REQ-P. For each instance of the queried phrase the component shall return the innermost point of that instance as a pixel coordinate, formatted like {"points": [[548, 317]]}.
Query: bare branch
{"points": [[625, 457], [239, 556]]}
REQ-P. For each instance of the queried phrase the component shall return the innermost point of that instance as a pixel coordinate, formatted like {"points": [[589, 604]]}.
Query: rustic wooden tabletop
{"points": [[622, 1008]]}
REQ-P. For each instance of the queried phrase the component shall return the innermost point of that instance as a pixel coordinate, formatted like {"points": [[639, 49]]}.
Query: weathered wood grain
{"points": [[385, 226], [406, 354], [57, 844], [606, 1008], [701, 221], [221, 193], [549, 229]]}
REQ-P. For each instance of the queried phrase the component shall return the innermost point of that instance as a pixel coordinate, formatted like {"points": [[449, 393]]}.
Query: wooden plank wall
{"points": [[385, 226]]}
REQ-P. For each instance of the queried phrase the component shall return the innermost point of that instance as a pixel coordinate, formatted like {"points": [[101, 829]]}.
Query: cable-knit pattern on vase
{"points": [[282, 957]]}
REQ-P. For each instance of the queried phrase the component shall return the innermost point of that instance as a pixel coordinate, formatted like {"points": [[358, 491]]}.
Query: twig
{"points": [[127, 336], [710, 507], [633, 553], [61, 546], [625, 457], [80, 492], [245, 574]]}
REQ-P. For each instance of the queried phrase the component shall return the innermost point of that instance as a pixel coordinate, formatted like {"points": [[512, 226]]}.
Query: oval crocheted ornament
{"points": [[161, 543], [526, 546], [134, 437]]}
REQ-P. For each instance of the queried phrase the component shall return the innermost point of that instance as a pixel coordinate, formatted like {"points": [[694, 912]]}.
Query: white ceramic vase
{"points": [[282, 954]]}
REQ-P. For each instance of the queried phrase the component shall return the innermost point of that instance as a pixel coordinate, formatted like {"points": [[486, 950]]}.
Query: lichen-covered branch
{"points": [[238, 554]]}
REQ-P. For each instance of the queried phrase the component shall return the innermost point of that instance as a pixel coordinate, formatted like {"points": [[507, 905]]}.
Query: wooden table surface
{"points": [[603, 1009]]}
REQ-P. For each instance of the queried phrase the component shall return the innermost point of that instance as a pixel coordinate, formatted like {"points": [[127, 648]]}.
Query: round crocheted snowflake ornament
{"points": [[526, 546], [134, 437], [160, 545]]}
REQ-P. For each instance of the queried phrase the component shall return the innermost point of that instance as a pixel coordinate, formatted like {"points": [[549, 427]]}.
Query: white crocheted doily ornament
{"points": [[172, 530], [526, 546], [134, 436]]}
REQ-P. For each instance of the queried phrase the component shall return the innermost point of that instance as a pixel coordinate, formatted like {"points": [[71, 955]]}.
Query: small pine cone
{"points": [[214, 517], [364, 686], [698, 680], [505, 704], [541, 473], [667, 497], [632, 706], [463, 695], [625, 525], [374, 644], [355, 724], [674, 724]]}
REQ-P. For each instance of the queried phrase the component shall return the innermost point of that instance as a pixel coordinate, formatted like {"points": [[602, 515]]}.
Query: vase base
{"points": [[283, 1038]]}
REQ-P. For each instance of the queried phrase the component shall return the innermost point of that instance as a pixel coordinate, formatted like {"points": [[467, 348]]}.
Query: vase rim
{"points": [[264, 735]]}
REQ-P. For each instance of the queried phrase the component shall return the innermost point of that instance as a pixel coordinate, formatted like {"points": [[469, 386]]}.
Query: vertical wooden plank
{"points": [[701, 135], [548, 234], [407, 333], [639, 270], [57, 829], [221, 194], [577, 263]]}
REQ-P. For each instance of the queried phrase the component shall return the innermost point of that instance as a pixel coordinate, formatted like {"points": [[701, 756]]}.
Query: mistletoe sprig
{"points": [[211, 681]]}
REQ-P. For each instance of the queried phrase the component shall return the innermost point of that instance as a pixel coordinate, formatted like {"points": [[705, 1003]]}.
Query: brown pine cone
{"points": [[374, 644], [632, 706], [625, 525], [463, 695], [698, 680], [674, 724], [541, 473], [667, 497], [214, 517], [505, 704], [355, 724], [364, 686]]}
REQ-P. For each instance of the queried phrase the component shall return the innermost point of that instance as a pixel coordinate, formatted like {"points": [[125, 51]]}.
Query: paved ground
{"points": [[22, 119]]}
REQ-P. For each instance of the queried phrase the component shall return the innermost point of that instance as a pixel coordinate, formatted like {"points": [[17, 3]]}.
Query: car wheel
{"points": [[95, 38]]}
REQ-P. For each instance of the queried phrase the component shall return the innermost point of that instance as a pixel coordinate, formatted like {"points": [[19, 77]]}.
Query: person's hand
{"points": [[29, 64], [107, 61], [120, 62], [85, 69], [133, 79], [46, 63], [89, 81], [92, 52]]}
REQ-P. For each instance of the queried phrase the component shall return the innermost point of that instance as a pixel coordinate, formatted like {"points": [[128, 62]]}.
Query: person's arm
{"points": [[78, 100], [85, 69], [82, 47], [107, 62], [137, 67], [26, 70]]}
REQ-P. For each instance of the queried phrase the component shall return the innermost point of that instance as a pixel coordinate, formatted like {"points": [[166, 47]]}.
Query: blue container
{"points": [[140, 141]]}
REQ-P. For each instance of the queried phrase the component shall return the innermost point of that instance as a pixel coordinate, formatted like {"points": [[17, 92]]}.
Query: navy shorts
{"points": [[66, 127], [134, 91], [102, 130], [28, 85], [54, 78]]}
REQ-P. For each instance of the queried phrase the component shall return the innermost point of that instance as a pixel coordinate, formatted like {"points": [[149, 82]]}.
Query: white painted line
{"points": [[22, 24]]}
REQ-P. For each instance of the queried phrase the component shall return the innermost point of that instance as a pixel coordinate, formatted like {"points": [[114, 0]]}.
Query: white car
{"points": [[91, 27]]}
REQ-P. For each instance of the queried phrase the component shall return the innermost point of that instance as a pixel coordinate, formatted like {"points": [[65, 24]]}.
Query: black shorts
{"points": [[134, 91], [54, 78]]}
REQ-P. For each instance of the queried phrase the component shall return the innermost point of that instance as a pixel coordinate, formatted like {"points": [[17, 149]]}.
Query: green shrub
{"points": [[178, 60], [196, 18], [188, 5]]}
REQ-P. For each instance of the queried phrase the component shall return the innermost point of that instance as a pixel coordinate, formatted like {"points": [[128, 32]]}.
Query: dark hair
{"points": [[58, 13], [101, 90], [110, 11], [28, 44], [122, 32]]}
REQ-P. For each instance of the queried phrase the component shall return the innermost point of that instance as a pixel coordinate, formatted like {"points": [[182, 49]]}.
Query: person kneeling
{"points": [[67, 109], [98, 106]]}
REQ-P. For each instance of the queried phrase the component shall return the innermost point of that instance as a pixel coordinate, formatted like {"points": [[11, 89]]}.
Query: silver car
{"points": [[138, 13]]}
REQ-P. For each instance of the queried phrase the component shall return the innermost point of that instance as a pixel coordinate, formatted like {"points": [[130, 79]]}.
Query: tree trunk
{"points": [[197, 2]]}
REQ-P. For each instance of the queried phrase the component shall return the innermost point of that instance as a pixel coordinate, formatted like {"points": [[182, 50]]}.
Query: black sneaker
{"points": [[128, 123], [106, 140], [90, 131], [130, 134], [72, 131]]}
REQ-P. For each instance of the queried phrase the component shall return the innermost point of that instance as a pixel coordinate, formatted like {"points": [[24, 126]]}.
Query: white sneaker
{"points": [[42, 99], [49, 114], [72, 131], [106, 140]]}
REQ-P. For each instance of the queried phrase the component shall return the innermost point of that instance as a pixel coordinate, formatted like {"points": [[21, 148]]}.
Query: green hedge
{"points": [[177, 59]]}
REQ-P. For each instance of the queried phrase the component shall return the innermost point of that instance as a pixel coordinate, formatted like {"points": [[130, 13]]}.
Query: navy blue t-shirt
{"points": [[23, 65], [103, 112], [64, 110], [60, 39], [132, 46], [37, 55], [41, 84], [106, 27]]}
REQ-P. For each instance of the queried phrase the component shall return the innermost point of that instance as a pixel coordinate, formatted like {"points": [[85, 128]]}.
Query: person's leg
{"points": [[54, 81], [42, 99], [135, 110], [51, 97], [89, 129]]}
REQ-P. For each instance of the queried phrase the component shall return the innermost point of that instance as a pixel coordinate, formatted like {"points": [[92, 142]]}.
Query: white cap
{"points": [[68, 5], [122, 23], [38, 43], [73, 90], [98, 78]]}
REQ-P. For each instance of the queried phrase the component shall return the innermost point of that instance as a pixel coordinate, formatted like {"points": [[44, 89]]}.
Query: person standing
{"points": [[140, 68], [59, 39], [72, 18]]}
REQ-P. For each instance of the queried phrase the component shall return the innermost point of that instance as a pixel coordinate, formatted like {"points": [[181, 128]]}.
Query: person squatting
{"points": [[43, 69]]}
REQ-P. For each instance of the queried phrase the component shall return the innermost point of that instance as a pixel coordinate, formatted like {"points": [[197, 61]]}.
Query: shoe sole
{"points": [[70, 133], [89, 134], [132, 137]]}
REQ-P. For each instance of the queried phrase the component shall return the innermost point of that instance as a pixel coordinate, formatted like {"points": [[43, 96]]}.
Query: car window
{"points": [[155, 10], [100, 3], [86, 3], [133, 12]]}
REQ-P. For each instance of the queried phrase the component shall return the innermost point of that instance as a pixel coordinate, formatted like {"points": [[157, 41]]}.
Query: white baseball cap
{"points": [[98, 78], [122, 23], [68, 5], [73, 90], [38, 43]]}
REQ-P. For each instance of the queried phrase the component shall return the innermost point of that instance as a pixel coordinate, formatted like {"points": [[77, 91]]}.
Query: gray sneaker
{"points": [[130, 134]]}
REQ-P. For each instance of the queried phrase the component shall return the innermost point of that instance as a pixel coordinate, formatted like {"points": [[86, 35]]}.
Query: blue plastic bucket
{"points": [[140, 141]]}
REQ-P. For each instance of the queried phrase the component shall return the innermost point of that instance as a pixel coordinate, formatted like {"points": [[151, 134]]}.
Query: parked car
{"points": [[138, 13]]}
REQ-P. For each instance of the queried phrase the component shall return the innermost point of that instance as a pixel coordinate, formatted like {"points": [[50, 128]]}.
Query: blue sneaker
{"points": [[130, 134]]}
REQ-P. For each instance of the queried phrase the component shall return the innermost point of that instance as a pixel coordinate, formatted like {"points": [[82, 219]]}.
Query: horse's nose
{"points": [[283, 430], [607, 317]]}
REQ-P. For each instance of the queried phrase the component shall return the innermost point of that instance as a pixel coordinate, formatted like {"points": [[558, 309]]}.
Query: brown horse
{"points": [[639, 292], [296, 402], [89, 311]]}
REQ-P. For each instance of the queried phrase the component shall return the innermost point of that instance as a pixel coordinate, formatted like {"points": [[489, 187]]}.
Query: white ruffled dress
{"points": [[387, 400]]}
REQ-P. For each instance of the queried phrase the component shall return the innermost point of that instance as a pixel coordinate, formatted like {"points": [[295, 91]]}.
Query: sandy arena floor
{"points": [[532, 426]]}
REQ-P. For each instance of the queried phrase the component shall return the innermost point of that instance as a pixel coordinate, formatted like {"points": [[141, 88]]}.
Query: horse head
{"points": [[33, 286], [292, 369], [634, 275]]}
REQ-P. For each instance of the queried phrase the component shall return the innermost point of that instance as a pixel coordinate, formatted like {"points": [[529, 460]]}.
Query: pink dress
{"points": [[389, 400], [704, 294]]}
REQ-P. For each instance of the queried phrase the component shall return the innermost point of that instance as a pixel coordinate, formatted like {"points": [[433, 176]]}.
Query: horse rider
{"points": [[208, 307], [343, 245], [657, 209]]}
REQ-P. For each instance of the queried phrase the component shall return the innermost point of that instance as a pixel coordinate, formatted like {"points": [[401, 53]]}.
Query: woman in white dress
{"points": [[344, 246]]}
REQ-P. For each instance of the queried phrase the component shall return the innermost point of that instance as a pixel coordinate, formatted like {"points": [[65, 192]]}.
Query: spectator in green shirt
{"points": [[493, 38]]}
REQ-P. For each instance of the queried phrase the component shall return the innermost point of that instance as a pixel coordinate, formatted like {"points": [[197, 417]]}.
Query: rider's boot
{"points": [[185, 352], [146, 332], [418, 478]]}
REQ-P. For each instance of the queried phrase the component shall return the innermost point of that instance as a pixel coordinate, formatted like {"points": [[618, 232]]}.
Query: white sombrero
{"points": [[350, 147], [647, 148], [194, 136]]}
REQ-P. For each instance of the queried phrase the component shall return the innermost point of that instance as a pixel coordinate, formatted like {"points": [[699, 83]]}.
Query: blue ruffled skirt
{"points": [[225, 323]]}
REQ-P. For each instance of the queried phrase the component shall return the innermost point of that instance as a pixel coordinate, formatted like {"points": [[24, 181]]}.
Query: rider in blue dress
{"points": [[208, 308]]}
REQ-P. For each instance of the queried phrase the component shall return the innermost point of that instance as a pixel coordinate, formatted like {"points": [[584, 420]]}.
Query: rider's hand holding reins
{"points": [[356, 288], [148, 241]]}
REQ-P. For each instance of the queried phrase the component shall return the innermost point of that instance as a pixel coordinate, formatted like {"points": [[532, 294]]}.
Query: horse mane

#### TO DO
Locate each line in the records above that contains the string "wooden", treating uppercase and lowercase as distinct, and copy every such line in full.

#### ANSWER TO THIS TASK
Query: rustic wooden tabletop
Query: wooden plank wall
Query: wooden table surface
Query: vertical wooden plank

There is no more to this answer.